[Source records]
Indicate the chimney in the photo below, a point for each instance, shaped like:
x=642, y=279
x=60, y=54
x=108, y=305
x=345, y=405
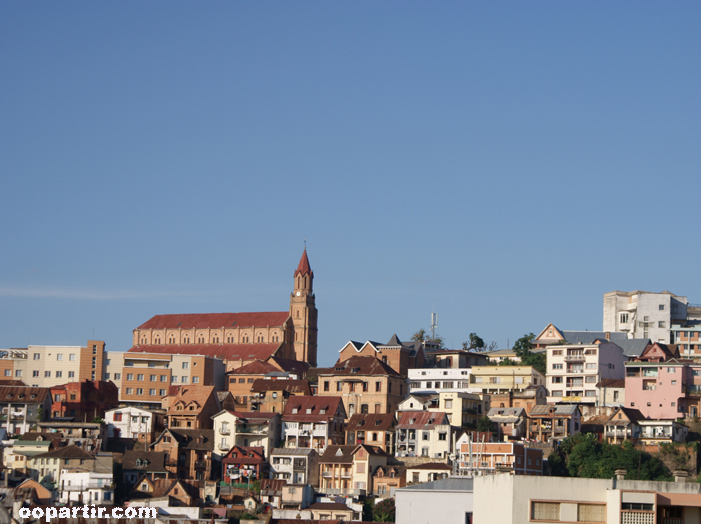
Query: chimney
x=680, y=476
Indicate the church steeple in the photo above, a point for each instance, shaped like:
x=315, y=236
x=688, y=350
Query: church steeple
x=303, y=312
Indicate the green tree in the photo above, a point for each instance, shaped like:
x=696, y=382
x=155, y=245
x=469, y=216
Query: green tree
x=384, y=510
x=474, y=344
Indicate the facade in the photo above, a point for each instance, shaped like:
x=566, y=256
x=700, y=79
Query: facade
x=480, y=458
x=240, y=338
x=143, y=379
x=501, y=379
x=515, y=499
x=295, y=465
x=423, y=434
x=48, y=366
x=641, y=314
x=374, y=429
x=313, y=422
x=366, y=385
x=574, y=370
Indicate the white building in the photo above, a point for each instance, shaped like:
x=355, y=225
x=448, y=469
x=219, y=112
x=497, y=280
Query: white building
x=433, y=380
x=87, y=487
x=574, y=370
x=642, y=314
x=128, y=422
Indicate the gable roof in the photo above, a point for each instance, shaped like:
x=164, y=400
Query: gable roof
x=216, y=320
x=297, y=407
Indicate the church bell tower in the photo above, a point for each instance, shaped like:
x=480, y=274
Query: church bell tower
x=303, y=313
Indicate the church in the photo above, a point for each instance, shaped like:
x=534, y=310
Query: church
x=240, y=338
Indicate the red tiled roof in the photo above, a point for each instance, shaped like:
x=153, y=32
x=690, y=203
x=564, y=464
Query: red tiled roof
x=216, y=320
x=303, y=268
x=257, y=367
x=223, y=351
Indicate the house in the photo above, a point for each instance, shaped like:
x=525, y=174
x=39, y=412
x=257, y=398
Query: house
x=375, y=429
x=510, y=421
x=475, y=458
x=243, y=464
x=136, y=463
x=366, y=385
x=244, y=429
x=423, y=433
x=295, y=465
x=444, y=501
x=313, y=422
x=188, y=453
x=387, y=479
x=348, y=470
x=427, y=472
x=271, y=395
x=553, y=422
x=191, y=407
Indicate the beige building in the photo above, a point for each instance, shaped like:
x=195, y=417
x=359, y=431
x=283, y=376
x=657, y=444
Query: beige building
x=500, y=379
x=143, y=379
x=48, y=366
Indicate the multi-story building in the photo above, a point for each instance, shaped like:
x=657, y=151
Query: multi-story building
x=143, y=379
x=479, y=458
x=641, y=314
x=375, y=429
x=573, y=370
x=245, y=429
x=399, y=356
x=48, y=366
x=423, y=434
x=84, y=400
x=366, y=385
x=432, y=380
x=501, y=379
x=133, y=422
x=295, y=465
x=313, y=422
x=240, y=338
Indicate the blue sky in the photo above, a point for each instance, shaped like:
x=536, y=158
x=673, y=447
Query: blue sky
x=502, y=164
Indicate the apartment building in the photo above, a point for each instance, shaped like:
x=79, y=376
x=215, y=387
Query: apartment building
x=502, y=379
x=480, y=458
x=365, y=384
x=143, y=378
x=574, y=370
x=641, y=314
x=48, y=366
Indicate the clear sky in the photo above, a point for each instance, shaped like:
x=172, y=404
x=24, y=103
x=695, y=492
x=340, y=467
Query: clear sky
x=502, y=164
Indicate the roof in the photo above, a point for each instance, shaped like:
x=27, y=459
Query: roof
x=216, y=320
x=291, y=386
x=304, y=268
x=257, y=367
x=421, y=419
x=303, y=408
x=371, y=422
x=152, y=461
x=612, y=383
x=449, y=484
x=442, y=466
x=559, y=410
x=359, y=365
x=23, y=394
x=223, y=351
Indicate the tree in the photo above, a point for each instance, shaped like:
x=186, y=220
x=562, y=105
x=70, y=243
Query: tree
x=384, y=511
x=474, y=344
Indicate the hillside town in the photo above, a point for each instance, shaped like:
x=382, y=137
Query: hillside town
x=226, y=417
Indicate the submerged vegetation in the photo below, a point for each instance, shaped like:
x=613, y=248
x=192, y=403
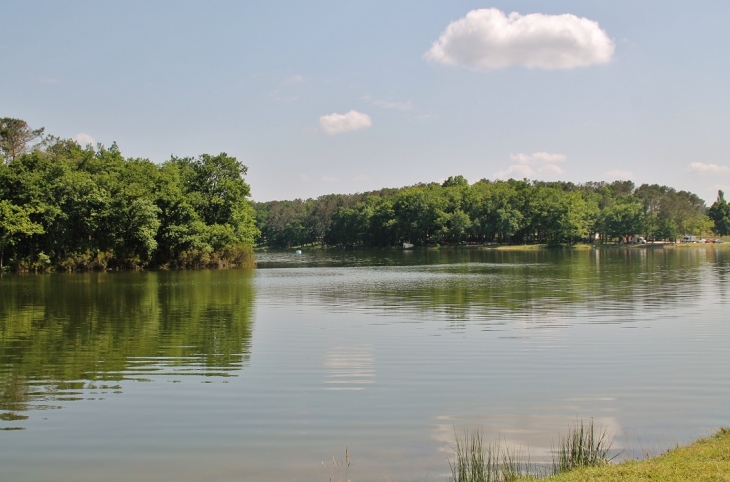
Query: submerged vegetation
x=583, y=454
x=511, y=211
x=68, y=207
x=475, y=461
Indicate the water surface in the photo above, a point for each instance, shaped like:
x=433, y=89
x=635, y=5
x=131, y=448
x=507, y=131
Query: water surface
x=263, y=374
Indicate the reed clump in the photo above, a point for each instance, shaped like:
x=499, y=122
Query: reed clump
x=582, y=446
x=475, y=461
x=338, y=471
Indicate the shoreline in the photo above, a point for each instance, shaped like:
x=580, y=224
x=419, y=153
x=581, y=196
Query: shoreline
x=707, y=458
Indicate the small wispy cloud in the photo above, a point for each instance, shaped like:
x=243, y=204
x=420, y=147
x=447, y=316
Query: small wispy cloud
x=518, y=170
x=334, y=123
x=528, y=165
x=84, y=139
x=295, y=79
x=537, y=158
x=702, y=168
x=619, y=174
x=394, y=105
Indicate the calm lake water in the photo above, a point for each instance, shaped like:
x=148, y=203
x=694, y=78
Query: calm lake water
x=263, y=374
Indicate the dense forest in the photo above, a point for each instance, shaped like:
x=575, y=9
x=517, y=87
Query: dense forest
x=510, y=211
x=71, y=207
x=68, y=207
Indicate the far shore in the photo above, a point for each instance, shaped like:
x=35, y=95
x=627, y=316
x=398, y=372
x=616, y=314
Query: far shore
x=512, y=247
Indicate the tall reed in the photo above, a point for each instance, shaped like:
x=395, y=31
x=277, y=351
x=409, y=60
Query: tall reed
x=475, y=461
x=583, y=446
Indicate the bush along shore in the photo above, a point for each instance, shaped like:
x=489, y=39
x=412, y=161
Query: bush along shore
x=585, y=454
x=68, y=207
x=498, y=212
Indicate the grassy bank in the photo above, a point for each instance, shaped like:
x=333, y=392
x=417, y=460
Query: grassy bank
x=585, y=454
x=706, y=459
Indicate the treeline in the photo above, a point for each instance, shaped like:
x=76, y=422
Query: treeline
x=487, y=211
x=70, y=207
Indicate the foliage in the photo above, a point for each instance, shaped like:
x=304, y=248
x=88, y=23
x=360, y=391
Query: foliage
x=706, y=459
x=15, y=135
x=485, y=212
x=475, y=461
x=583, y=446
x=719, y=213
x=77, y=208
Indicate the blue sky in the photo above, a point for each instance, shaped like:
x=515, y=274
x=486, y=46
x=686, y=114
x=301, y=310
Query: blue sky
x=646, y=99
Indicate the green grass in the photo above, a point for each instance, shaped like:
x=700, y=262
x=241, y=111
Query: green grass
x=475, y=461
x=583, y=446
x=707, y=459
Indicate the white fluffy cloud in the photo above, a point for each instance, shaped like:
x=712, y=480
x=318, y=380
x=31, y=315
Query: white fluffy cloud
x=488, y=39
x=544, y=163
x=619, y=174
x=338, y=123
x=703, y=168
x=83, y=139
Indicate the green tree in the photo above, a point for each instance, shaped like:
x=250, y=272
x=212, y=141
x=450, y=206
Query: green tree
x=719, y=213
x=15, y=225
x=15, y=135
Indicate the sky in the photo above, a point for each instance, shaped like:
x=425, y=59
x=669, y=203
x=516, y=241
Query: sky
x=324, y=97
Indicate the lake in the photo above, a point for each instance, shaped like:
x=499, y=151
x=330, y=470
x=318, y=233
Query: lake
x=265, y=374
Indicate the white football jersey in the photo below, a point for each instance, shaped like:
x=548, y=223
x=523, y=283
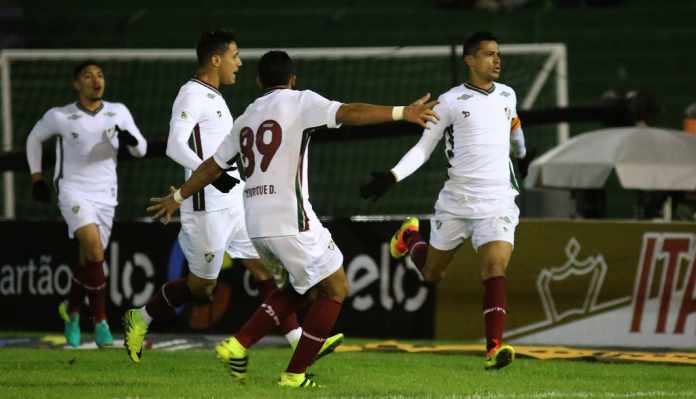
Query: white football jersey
x=200, y=121
x=272, y=137
x=476, y=126
x=86, y=149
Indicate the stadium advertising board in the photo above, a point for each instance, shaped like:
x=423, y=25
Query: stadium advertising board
x=589, y=283
x=385, y=300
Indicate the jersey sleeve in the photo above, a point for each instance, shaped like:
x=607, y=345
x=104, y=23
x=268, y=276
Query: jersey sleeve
x=318, y=111
x=186, y=113
x=226, y=154
x=420, y=153
x=46, y=127
x=139, y=149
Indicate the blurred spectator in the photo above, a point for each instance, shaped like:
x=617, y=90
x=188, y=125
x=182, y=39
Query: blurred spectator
x=690, y=119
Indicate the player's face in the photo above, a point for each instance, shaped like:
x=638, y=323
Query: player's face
x=486, y=63
x=90, y=83
x=229, y=65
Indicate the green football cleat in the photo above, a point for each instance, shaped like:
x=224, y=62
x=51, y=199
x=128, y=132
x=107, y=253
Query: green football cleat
x=398, y=247
x=234, y=356
x=297, y=380
x=102, y=334
x=330, y=345
x=499, y=356
x=134, y=328
x=72, y=325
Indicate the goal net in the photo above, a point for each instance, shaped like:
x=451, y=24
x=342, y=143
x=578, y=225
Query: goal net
x=147, y=81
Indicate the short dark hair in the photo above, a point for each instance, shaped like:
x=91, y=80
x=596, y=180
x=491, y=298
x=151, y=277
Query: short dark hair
x=473, y=42
x=213, y=42
x=81, y=67
x=275, y=68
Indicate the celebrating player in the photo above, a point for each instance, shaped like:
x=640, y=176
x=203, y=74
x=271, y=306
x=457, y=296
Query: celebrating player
x=212, y=220
x=479, y=122
x=90, y=132
x=271, y=137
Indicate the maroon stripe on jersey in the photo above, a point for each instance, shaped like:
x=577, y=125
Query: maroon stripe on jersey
x=198, y=197
x=303, y=220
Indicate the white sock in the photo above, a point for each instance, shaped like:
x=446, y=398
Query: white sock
x=293, y=336
x=145, y=316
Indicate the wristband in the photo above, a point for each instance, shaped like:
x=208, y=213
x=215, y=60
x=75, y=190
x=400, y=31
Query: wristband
x=177, y=196
x=398, y=113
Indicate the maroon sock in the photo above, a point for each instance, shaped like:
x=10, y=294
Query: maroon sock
x=289, y=323
x=417, y=248
x=170, y=296
x=268, y=315
x=77, y=290
x=95, y=285
x=494, y=309
x=318, y=324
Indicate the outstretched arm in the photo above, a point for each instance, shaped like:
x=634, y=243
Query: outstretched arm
x=164, y=207
x=420, y=113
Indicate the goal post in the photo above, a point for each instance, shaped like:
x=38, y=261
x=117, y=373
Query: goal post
x=146, y=80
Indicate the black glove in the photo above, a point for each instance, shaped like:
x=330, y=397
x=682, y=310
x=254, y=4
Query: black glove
x=124, y=137
x=379, y=185
x=40, y=191
x=523, y=163
x=224, y=183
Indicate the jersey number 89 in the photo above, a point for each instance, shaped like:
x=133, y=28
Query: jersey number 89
x=268, y=138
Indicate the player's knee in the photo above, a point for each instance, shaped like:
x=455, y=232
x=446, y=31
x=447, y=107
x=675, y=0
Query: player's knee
x=433, y=276
x=203, y=291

Brief: Starting with the line containing "Indicate the celebrating" and going on through the line containing "x=271, y=137", swap "celebrating player" for "cheering player" and write out those lines with nothing else changed.

Solution to the problem:
Indicate the cheering player in the photo above, a point for each instance, shaped like:
x=640, y=176
x=203, y=74
x=271, y=306
x=457, y=296
Query: cheering player
x=212, y=220
x=479, y=122
x=90, y=132
x=271, y=137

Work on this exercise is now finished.